-------- PROVIDED MATERIAL --------

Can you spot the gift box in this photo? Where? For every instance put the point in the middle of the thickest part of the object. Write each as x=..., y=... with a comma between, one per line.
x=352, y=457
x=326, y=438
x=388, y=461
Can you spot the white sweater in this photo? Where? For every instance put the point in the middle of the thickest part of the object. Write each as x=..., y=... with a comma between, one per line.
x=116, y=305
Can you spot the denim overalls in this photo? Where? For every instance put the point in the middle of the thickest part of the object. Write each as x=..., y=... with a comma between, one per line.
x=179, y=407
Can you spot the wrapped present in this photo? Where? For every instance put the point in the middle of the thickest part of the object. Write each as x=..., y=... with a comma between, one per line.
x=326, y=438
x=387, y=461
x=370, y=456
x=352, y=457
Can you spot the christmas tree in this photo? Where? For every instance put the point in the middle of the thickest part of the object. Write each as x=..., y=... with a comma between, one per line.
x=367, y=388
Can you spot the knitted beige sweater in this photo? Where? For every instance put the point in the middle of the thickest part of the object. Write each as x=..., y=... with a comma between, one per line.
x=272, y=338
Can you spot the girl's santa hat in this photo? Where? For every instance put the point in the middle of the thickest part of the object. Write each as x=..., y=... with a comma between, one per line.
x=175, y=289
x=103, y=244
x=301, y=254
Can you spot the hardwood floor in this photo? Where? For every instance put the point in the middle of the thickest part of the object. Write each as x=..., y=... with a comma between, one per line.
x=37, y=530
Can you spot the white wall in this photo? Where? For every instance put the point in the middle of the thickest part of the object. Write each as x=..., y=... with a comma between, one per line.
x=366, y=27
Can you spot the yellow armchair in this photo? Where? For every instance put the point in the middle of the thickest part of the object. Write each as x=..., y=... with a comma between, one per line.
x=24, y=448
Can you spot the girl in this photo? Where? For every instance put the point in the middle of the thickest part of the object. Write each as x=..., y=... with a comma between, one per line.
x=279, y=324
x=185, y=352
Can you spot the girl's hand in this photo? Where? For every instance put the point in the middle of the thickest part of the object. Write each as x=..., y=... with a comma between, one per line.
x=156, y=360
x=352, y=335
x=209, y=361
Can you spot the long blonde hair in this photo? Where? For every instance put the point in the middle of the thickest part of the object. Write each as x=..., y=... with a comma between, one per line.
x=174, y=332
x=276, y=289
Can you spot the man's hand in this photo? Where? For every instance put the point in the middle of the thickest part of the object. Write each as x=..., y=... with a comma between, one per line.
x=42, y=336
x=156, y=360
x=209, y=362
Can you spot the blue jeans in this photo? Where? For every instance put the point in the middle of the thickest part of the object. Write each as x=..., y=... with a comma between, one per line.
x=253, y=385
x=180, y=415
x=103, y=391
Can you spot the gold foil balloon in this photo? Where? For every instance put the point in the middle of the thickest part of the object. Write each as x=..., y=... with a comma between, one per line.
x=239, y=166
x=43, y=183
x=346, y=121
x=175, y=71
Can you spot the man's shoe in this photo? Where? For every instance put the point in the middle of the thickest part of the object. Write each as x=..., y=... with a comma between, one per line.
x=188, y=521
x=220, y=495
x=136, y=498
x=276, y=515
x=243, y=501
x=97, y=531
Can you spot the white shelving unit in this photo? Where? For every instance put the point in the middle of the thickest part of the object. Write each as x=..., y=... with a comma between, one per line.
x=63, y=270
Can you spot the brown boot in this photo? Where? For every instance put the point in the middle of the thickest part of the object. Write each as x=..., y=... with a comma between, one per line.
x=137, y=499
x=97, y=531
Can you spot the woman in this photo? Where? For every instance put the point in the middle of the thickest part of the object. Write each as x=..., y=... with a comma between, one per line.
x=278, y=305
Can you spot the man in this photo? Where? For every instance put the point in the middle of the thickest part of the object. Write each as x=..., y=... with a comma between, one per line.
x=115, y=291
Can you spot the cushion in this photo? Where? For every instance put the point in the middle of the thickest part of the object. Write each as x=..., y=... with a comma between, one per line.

--------
-------- PROVIDED MATERIAL --------

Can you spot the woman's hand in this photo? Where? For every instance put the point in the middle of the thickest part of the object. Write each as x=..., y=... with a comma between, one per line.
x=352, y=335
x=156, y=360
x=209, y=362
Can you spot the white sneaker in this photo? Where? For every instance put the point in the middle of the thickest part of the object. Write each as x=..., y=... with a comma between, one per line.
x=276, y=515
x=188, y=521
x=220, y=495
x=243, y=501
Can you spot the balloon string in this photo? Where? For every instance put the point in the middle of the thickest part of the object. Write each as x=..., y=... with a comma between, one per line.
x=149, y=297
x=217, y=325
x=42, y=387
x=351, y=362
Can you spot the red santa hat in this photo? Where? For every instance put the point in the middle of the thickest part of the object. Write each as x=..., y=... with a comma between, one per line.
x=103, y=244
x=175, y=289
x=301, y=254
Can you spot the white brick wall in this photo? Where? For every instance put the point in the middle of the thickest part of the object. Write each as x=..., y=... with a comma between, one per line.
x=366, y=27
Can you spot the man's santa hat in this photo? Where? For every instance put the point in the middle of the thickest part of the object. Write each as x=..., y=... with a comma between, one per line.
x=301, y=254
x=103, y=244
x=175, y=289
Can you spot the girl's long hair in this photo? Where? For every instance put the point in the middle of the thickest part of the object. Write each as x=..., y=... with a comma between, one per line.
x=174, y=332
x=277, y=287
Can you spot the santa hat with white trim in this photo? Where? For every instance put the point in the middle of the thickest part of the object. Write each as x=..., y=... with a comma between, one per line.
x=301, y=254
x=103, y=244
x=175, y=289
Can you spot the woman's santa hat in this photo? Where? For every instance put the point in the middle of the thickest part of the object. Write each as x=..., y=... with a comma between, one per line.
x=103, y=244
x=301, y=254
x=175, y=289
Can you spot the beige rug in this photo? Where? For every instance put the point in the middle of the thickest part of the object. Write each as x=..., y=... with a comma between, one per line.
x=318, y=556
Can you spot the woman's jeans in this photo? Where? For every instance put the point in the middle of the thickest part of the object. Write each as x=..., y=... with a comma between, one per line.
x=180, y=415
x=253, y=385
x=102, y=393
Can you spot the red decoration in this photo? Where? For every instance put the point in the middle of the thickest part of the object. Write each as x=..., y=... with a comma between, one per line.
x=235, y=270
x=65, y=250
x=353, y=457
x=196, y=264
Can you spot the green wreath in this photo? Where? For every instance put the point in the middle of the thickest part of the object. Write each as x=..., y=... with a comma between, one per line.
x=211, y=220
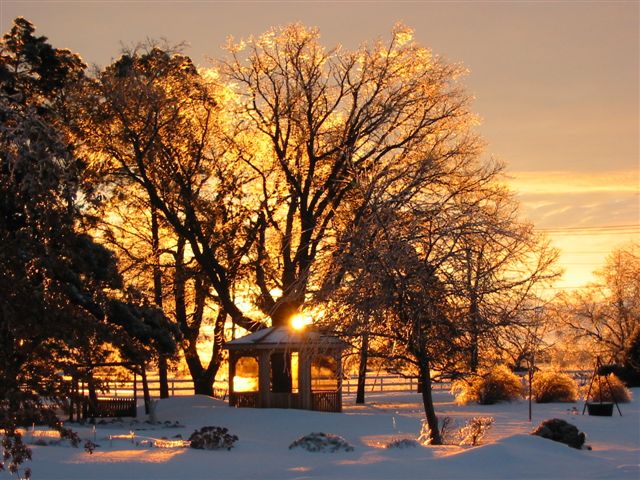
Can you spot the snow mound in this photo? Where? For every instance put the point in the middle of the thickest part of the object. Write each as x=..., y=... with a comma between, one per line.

--------
-------- PROVIDED MATERIAL --------

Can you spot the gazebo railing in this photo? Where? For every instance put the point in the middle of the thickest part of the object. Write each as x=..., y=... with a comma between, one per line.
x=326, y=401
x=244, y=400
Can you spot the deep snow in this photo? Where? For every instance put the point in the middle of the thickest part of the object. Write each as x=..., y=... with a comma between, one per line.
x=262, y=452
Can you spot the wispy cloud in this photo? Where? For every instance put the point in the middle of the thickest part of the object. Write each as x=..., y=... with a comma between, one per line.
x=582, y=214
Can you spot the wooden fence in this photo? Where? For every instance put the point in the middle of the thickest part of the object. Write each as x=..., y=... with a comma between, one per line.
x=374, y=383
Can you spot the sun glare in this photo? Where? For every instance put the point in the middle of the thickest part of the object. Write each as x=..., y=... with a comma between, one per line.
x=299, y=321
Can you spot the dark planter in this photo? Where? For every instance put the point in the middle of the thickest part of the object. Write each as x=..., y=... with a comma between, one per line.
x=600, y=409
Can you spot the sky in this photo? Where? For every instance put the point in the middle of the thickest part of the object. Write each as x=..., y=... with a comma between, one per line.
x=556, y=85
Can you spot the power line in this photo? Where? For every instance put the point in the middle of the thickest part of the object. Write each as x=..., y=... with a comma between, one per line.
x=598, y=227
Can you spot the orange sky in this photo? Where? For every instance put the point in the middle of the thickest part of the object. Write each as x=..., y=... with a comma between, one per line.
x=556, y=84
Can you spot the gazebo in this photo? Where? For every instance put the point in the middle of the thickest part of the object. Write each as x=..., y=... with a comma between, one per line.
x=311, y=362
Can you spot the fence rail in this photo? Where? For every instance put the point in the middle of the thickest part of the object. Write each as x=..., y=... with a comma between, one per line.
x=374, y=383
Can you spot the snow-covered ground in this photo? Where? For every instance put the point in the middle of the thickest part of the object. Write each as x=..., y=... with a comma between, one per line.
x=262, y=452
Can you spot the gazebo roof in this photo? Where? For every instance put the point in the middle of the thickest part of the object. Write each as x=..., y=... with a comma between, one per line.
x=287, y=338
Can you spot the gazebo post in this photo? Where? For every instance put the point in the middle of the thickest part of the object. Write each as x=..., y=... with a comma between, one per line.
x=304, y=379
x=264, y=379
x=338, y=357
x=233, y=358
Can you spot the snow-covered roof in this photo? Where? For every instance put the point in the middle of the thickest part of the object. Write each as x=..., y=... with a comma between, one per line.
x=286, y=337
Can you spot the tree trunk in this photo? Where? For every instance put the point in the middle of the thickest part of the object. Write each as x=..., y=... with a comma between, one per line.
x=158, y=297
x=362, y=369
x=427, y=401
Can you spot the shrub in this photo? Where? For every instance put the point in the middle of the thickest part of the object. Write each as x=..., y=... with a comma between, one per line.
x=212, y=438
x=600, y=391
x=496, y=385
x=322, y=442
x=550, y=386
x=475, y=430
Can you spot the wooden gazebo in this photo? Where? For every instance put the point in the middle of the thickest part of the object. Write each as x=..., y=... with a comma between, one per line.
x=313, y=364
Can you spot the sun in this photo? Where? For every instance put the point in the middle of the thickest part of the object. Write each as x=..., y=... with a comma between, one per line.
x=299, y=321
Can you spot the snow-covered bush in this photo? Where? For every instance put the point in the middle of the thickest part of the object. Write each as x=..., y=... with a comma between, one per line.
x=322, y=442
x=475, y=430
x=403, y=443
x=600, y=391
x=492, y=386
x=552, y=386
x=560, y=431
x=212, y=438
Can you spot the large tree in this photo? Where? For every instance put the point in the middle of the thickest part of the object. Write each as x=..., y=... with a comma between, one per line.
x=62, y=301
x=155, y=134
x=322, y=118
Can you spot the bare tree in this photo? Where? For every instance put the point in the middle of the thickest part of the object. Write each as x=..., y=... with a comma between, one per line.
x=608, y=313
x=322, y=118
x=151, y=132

--------

▸ EXERCISE AIM
Format the lines from the one containing "Can you spot the gift" up to and including the one containing "x=367, y=388" as a Markdown table with the columns Row and Line, skipping any blank lines.

▸ RESULT FOR THIS TASK
| Row | Line |
|---|---|
| 1 | Can you spot the gift box in this photo? Where? For every instance put the point in the middle of the thickest part of the object. Write each as x=..., y=... with a comma between, one per line. |
| 2 | x=352, y=457 |
| 3 | x=326, y=438 |
| 4 | x=388, y=461 |
| 5 | Can you spot the white sweater in this photo? Where? For every instance put the point in the middle of the thickest part of the object. Write each as x=..., y=... with a comma between, one per line. |
| 6 | x=116, y=305 |
| 7 | Can you spot the denim overalls in this photo? Where? For every instance put the point in the middle of the thickest part of the object. Write each as x=..., y=... with a comma between, one per line. |
| 8 | x=179, y=407 |
| 9 | Can you spot the wrapped present in this photo? Where? For every instance put the point in the middle of the thickest part of the object. Write each as x=..., y=... with a comma between, one per line. |
| 10 | x=326, y=438 |
| 11 | x=387, y=461 |
| 12 | x=370, y=456 |
| 13 | x=352, y=457 |
| 14 | Can you spot the christmas tree in this photo? Where? For every instance put the point in the middle of the thickest part of the object. Write each as x=..., y=... with a comma between, one per line. |
| 15 | x=367, y=388 |